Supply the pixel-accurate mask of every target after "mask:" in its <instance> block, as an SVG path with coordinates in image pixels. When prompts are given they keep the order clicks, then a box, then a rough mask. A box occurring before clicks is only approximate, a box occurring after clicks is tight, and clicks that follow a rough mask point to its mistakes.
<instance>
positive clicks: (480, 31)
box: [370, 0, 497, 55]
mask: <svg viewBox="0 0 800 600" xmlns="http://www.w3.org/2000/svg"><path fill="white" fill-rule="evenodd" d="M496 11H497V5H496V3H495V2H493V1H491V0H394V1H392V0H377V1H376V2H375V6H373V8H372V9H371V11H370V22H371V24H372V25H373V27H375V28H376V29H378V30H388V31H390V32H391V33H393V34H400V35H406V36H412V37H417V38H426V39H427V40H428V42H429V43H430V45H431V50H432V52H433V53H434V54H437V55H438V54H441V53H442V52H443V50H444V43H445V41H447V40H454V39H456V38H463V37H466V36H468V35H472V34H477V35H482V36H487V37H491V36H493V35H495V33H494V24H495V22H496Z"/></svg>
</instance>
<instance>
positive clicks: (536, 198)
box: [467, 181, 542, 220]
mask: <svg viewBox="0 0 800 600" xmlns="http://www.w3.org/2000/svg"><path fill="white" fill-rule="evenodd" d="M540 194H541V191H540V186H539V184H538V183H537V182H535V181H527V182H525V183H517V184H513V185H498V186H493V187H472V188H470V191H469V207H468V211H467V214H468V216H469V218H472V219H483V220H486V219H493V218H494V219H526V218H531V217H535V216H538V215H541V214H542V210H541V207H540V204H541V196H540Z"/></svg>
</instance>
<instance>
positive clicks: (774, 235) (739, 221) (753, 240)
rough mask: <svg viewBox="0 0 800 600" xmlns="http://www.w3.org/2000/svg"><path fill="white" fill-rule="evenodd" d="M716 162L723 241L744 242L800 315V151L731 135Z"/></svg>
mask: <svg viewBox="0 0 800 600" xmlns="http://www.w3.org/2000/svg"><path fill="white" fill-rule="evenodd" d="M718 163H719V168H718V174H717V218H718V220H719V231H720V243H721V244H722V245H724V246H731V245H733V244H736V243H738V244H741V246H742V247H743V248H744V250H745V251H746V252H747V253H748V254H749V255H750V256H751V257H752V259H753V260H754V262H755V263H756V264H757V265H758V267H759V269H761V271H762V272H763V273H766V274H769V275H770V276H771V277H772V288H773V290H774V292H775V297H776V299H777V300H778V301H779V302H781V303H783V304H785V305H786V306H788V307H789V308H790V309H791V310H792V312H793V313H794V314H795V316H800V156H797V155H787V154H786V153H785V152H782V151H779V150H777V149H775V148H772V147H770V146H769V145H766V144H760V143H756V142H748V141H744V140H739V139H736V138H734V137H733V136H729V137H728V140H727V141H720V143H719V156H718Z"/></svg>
------------------------------
* _Exercise goal_
Convert the records from the start through the line that contains "positive clicks: (480, 31)" into a JSON list of strings, one string per line, with blank lines omitted.

* _Answer section_
[
  "Supply the pixel-accurate mask of every target after \"mask:\" in its <instance> block, as an SVG path with coordinates in image pixels. When prompts are given they keep the order clicks, then a box, then a rough mask. A box occurring before clicks is only approximate, a box occurring after clicks is tight, and clicks that follow a rough mask point to its mistakes.",
  "<instance>",
  "positive clicks: (480, 31)"
]